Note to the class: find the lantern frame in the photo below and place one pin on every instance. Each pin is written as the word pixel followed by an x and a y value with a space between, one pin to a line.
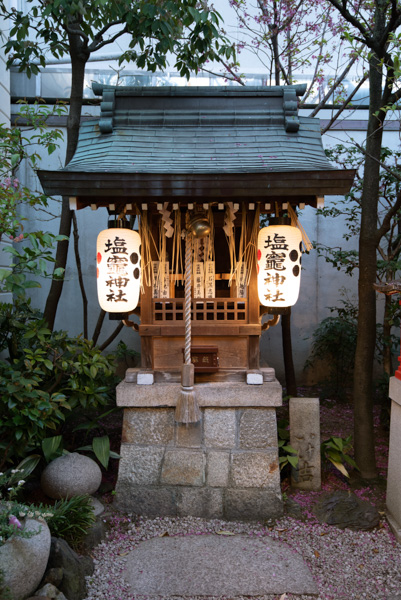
pixel 279 257
pixel 118 274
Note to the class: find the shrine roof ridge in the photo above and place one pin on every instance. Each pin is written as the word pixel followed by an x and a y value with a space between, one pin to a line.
pixel 200 91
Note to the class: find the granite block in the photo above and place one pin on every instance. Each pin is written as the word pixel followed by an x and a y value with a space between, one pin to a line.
pixel 219 428
pixel 183 467
pixel 218 468
pixel 147 426
pixel 257 428
pixel 254 469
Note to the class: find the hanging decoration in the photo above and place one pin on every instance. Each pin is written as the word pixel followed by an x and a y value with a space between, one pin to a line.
pixel 118 268
pixel 229 230
pixel 177 265
pixel 306 243
pixel 198 279
pixel 148 242
pixel 279 263
pixel 155 279
pixel 166 230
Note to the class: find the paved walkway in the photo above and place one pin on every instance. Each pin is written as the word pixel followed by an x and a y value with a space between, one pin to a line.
pixel 216 565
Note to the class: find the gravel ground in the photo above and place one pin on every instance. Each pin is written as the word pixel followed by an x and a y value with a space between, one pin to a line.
pixel 345 564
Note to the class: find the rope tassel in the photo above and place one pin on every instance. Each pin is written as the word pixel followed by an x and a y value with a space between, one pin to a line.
pixel 187 409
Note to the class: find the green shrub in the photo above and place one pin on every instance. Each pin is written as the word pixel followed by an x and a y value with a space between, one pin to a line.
pixel 334 342
pixel 47 375
pixel 71 519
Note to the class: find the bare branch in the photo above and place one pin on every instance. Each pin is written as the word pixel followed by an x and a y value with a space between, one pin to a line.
pixel 345 104
pixel 333 87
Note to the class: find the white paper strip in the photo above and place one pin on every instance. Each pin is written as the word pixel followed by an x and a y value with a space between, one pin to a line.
pixel 199 280
pixel 155 279
pixel 164 280
pixel 210 284
pixel 241 283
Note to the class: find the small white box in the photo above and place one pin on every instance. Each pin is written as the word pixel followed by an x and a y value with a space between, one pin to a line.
pixel 254 378
pixel 145 379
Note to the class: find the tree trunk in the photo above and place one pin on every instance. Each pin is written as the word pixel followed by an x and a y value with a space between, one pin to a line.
pixel 290 380
pixel 364 356
pixel 78 63
pixel 387 358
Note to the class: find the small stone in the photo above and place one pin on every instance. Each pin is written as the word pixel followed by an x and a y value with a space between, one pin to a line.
pixel 71 475
pixel 75 569
pixel 345 510
pixel 53 576
pixel 50 591
pixel 97 506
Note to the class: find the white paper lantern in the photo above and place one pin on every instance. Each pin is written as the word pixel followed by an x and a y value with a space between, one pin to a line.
pixel 279 265
pixel 118 269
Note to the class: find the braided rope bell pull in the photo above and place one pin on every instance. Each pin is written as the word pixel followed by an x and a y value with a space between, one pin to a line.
pixel 187 409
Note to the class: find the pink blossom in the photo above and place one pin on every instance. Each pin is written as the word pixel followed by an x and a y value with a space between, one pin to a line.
pixel 14 521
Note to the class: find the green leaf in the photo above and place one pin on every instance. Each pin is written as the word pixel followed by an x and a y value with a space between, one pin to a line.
pixel 101 448
pixel 14 160
pixel 50 446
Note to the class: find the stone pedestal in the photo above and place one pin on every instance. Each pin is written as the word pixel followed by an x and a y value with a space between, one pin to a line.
pixel 393 496
pixel 225 466
pixel 305 437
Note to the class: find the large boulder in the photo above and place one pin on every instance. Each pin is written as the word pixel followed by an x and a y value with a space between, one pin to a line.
pixel 71 475
pixel 74 569
pixel 23 560
pixel 345 510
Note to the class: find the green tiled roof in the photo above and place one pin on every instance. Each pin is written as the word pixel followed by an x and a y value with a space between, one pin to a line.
..........
- **To be done**: Rewrite the material from the line with "Note to the class: find the white paper lantern" up to and including the line with "pixel 14 521", changing "instance" to "occurrence" and leaving everything else the same.

- **Result of the exercise**:
Note to the class: find the white paper lantern in the photo above and place one pin on every occurrence. Each pin is written as the word pixel followed by an x and a y value with a space between, one pin to a line.
pixel 279 265
pixel 118 269
Note to the class: find the braided rope bell pull in the photo above and place one pin on every occurrence. Each pin is written as the word pixel followed by an x and a y value with a space between, one pin to a line.
pixel 187 409
Note to the class: find the pink blossom in the photo above and place one pin on every occurrence. Each pin is written as the word pixel followed by an x and a y value with a space between, one pin to a line.
pixel 14 521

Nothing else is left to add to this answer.